Exercise brief » Reproduce every line in the material below that holds "pavilion".

•••

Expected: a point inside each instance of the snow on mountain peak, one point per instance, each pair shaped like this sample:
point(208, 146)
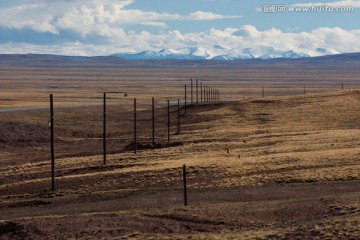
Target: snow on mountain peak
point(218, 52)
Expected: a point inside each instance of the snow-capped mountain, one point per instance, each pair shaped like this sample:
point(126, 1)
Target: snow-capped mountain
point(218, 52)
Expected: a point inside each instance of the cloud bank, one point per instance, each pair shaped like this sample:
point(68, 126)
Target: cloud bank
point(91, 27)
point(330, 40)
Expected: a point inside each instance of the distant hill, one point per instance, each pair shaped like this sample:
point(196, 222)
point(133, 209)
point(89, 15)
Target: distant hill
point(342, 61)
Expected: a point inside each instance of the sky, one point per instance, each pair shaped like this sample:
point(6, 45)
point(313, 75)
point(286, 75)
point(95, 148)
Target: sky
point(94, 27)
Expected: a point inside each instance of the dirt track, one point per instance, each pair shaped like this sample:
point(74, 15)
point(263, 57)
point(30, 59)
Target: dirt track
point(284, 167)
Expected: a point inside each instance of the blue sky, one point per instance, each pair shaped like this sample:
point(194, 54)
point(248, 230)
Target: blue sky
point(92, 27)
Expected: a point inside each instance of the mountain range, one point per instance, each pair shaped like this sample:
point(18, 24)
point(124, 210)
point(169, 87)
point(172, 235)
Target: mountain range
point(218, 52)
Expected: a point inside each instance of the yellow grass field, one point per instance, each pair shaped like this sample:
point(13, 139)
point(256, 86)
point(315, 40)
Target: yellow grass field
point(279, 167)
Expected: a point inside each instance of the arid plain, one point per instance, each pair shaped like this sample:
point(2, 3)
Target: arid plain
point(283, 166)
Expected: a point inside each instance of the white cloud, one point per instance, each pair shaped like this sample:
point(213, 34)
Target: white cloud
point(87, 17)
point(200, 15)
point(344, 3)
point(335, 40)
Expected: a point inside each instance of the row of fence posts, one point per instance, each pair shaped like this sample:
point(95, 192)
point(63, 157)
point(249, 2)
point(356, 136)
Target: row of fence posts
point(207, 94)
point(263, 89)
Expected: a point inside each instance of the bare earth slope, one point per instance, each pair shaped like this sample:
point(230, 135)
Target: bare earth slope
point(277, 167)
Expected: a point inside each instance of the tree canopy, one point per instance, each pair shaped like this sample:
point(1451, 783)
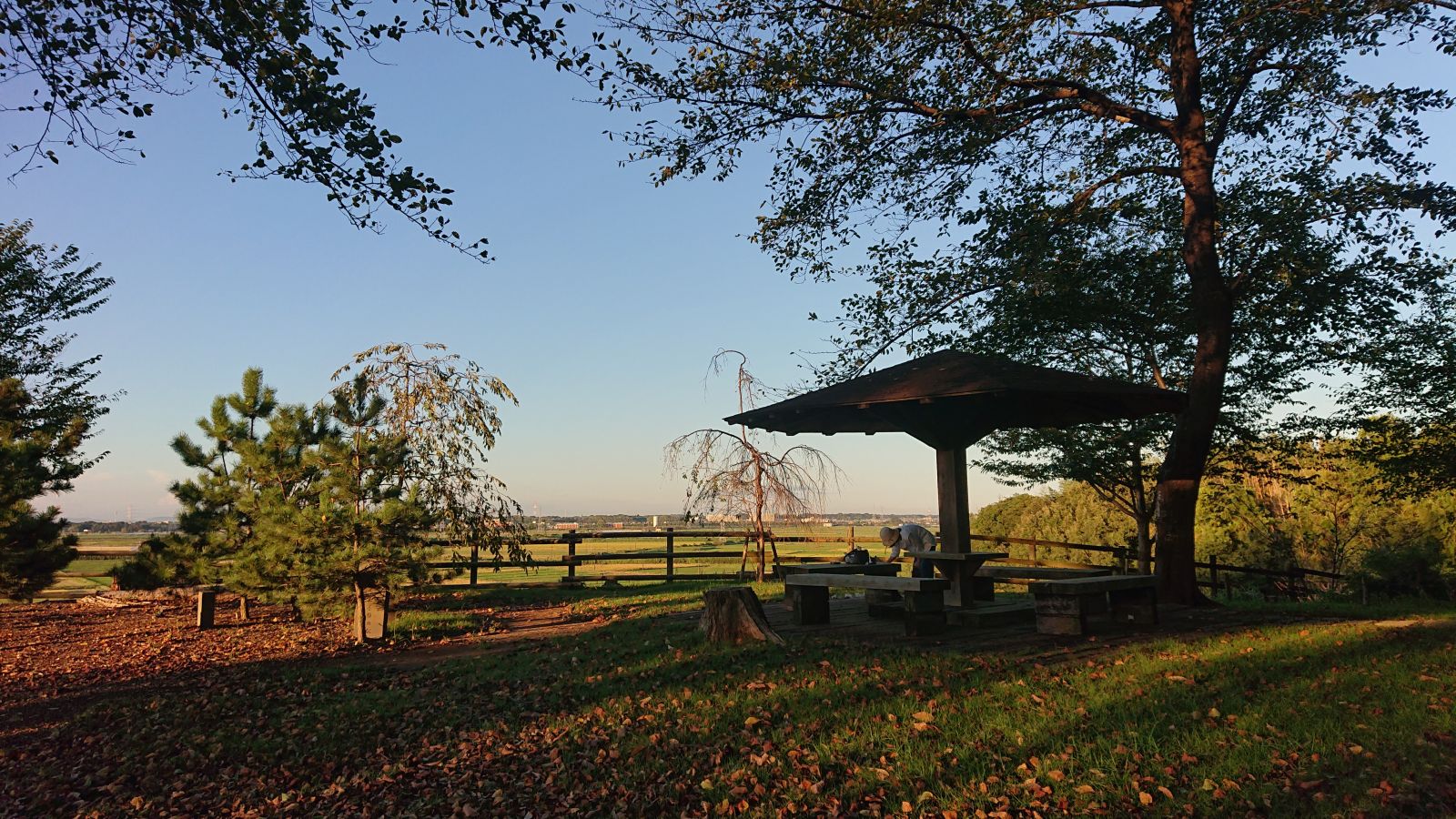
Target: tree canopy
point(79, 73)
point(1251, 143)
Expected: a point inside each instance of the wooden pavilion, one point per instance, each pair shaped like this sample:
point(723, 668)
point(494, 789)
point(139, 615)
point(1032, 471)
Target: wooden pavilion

•••

Written solution »
Expected: a point inside each instance of the wooden pavilion, one point per instance, each pair shaped like this sample:
Target: wooden pavilion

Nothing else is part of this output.